* [Приведённый отрывок]
_ _ _
«Недоверие — главная эмоция по отношению к России», — польский дипломат

Катаржина Пелчиньская—Наленч два года работала послом Польши в России. Она стала первой женщиной на этом посту, возглавив диппредставительство в 2014 году в сложное для международных отношений время после украинского Майдана и аннексии Крыма. Громадское поговорило с дипломатом о том, почему Украина и Польша привыкли к роли жертв в историческом контексте, и как международное сообщество сейчас должн

Катаржина Пелчиньская-Наленч два года работала послом Польши в России. Она стала первой женщиной на этом посту, возглавив диппредставительство в 2014 году в сложное для международных отношений время после украинского Майдана и аннексии Крыма. Громадское поговорило с дипломатом о том, почему Украина и Польша привыкли к роли жертв в историческом контексте, и как международное сообщество сейчас должно разговаривать с Россией.

Про три главные проблемы российско-польских отношений

Какие основные проблемы в российско-польских отношениях вы бы выделили?

Главная проблема, конечно, связана с тем, что произошло в российско-украинских отношениях в 2014 году: и аннексия Крыма и то, что Россия спровоцировала конфликт и ведет войну с Украиной. В стратегической области это является самой главной проблемой. Это не столько проблема польско-российских отношений, а скорее отношений России с Западом, с Евросоюзом. Но поскольку Польша — сосед и России, и Украины, для нас это особенно важно.

Вторая проблема — вопрос исторического диалога. Процесс декоммунизации в Польше воспринимается в России как какой-то враждебный, направленный против России. Но с польской стороны это абсолютно не так.

Мы считаем, что много солдат советской армии действительно героически погибли в том числе в Польше, но сама армия была армией тоталитарного государства, Советского Союза. Поэтому памятники Советской армии, Красной армии в Польше имеют больше негативную ассоциацию, в отличие от кладбищ советских солдат, которые в Польше охраняются, и с ними ничего плохого не происходит. Этот исторический вопрос является конфликтным сегодня и, конечно, очень осложняет наши отношения.
_ _ _
* [Используя сведения]
1. Опираясь на приведённый отрывок, объясните, почему памятники Советской армии в Польше вызывают скорее негативные ассоциации. Уложитесь в одно–три предложения.
2. В каком году Катаржина Пелчиньская-Наленч возглавила посольство Польши в России, согласно приведённому отрывку?

* [Учебный материал]
_ _ _
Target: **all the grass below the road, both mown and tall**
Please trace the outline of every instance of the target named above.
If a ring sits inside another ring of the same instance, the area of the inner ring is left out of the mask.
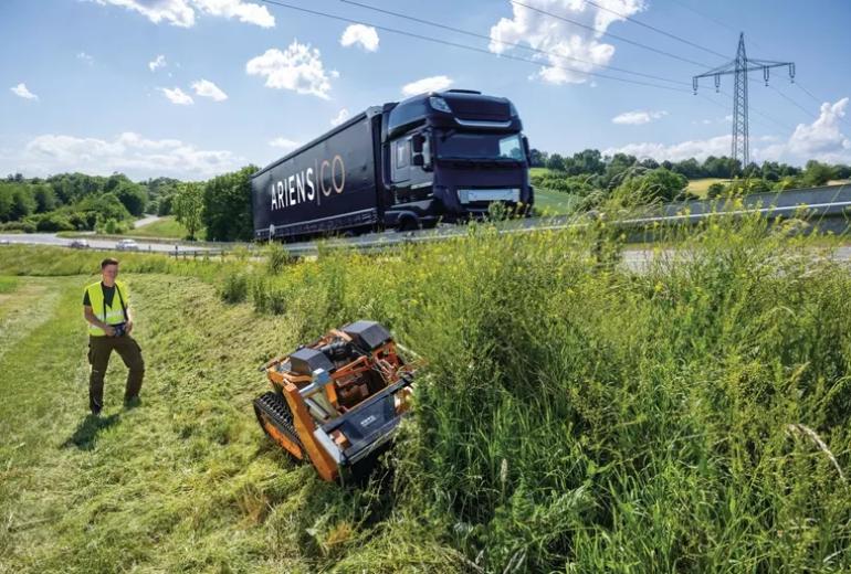
[[[2,336],[0,563],[847,572],[851,277],[785,231],[718,217],[642,273],[605,222],[297,263],[128,256],[145,403],[117,406],[113,360],[98,424],[88,279],[53,276],[90,254],[12,247],[0,274],[42,276]],[[429,366],[389,466],[342,488],[272,448],[250,401],[258,364],[360,318]]]

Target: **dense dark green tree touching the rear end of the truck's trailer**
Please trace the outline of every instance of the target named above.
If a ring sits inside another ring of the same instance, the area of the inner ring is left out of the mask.
[[[210,241],[250,241],[254,236],[251,213],[251,176],[258,171],[248,166],[240,171],[211,179],[203,188],[201,219]]]

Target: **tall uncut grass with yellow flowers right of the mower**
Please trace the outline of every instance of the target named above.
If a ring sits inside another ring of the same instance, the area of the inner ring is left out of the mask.
[[[845,572],[851,277],[795,227],[654,231],[640,268],[597,220],[204,273],[287,340],[369,318],[428,361],[392,485],[311,527],[324,567]]]

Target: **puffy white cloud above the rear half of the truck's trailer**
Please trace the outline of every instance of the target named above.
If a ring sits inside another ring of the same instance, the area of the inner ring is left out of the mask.
[[[325,74],[319,51],[309,44],[300,44],[297,40],[284,52],[273,47],[249,60],[245,72],[264,76],[266,87],[292,89],[298,94],[313,94],[329,99],[330,82]]]

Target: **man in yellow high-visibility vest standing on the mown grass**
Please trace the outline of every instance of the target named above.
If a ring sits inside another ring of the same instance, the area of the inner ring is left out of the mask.
[[[127,386],[124,404],[127,407],[139,403],[141,380],[145,376],[145,361],[139,343],[130,337],[130,293],[124,281],[116,280],[118,261],[112,257],[101,262],[102,280],[93,283],[83,295],[83,310],[88,321],[88,407],[92,414],[101,414],[104,401],[104,375],[113,350],[127,365]]]

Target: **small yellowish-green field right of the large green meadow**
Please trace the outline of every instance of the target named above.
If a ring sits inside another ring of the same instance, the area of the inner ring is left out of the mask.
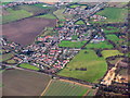
[[[123,56],[123,53],[119,52],[118,50],[103,50],[102,54],[104,58],[113,57],[113,56]]]

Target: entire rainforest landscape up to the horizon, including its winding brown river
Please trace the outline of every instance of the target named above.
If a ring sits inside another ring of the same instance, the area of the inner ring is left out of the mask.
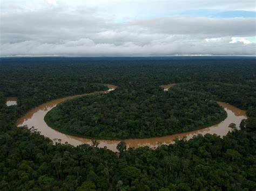
[[[254,57],[1,58],[0,189],[255,190],[255,84]]]

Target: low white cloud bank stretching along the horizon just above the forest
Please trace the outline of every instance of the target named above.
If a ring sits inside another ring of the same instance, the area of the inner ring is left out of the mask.
[[[169,43],[154,42],[138,45],[126,42],[122,45],[110,43],[96,44],[91,39],[67,41],[62,44],[38,43],[23,41],[15,44],[1,45],[1,55],[76,55],[76,56],[123,56],[123,55],[253,55],[255,46],[252,44],[230,44],[228,40],[205,43],[204,40],[172,41]]]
_ _ _
* [Список решений]
1. По мнению польской стороны, хотя многие советские солдаты действительно героически погибли, в том числе в Польше, сама армия была армией тоталитарного государства — Советского Союза. Поэтому памятники Советской армии воспринимаются негативно, в отличие от кладбищ советских солдат, которые в Польше охраняются.

2. Она возглавила посольство Польши в России в 2014 году.